Dataset records
◇ ◇ ◇ ◇ ◇ ◇ ◇

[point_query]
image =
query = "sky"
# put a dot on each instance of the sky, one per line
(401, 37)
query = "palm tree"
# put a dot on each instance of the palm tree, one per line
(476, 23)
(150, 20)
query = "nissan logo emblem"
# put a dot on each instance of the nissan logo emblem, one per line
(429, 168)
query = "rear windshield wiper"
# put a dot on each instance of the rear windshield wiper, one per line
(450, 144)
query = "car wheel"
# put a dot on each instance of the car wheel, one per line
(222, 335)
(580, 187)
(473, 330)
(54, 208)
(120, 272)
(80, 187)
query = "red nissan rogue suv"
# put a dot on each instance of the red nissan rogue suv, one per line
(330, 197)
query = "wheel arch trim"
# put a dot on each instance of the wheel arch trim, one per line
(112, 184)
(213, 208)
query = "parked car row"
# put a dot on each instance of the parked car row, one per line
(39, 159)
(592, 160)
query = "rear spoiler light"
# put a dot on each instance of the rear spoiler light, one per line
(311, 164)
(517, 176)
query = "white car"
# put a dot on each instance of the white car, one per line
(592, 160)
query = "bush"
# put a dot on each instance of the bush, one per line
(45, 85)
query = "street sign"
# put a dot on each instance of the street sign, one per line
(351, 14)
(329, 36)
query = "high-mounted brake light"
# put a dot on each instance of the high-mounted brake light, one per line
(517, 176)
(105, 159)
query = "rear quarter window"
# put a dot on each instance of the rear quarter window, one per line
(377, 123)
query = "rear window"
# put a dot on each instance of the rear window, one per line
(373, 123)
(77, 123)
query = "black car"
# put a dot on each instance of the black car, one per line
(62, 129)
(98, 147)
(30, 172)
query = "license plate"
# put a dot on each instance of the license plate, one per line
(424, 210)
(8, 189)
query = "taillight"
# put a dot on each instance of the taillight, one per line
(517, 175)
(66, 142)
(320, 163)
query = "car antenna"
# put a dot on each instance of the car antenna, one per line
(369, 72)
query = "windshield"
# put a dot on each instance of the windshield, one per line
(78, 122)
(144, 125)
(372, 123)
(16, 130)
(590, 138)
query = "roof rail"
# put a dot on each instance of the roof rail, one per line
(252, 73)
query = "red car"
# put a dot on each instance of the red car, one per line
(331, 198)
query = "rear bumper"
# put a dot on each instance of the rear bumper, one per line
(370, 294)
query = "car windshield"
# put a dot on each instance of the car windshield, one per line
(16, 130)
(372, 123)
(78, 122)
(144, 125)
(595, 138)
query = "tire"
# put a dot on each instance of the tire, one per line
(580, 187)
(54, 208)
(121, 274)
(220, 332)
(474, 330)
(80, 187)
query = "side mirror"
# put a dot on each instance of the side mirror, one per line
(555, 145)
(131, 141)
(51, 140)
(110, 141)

◇ ◇ ◇ ◇ ◇ ◇ ◇

What needs to be done:
Output all of the data again. Match it exactly.

Exercise response:
[point_query]
image =
query = "sky"
# put a dot on each instance of the sky, one per line
(401, 37)
query = "palm tree"
# put a dot on each instance of the palm tree, one per line
(476, 23)
(150, 20)
query = "nissan logo emblem"
# put a dot on each instance of the nissan logo emblem, one per line
(429, 168)
query = "rear windshield wiper"
# put a dot on each instance of the rear windshield wiper, one per line
(450, 144)
query = "car wheel"
# put a dot on each instance of the car wheel, one per line
(222, 335)
(580, 187)
(473, 330)
(54, 208)
(120, 272)
(80, 187)
query = "red nissan rogue suv"
# put a dot on each instance of the red nissan rogue suv, one per line
(330, 197)
query = "wheel arch trim"
# put a dot on each instance of the wheel arch trim, one per line
(112, 184)
(213, 208)
query = "parked car row"
# put a dot on each instance of the parked car row, one per line
(39, 159)
(592, 160)
query = "rear spoiler light"
# put a dot on each instance of the rear spoiler light, one per line
(311, 164)
(517, 176)
query = "white car"
# put a dot on each instance of the white car, one per line
(592, 160)
query = "bush"
# put a dot on each instance of the bush, one per line
(45, 85)
query = "street sign"
# put a dot on each instance of the street sign, one per line
(351, 14)
(329, 36)
query = "high-mounted brake light"
# put a dot on each instance of the high-mounted brake light, one per line
(517, 176)
(105, 159)
query = "rear quarter window"
# put a dot on each instance of the rear quarter window, one per line
(377, 123)
query = "rear window"
# put a dot on each instance of the rear window, one per line
(373, 123)
(77, 123)
query = "black car"
# put a dot on each instance of the black car, one per line
(62, 129)
(98, 147)
(30, 172)
query = "license plate"
# put a dot on each instance of the license plate, one per line
(424, 210)
(8, 189)
query = "taillight"
# put a dot on each instance of the taillight, one per line
(517, 175)
(66, 142)
(320, 163)
query = "car antenna"
# put a dot on each instance of the car antenna, one per line
(369, 72)
query = "windshield"
# put a dot on each instance of the windshield, one per line
(78, 122)
(144, 125)
(372, 123)
(16, 130)
(590, 138)
query = "roof rail"
# put a dot on each instance of the roof rail, one per line
(252, 73)
query = "red car"
# put a dot on each instance of the red car, one per line
(331, 198)
query = "rear bumper"
# put a dot on each instance of the rear bumper, one per line
(370, 294)
query = "car windshield"
# put a dot on each instance of the car windshield, one per line
(16, 130)
(372, 123)
(78, 122)
(144, 125)
(595, 138)
query = "tire"
# put a dot on each instance of the tire, one per line
(580, 187)
(54, 208)
(121, 274)
(220, 332)
(474, 330)
(80, 187)
query = "side mirror"
# put a dot on each instance of the side mirror, one per line
(555, 145)
(131, 141)
(51, 140)
(110, 141)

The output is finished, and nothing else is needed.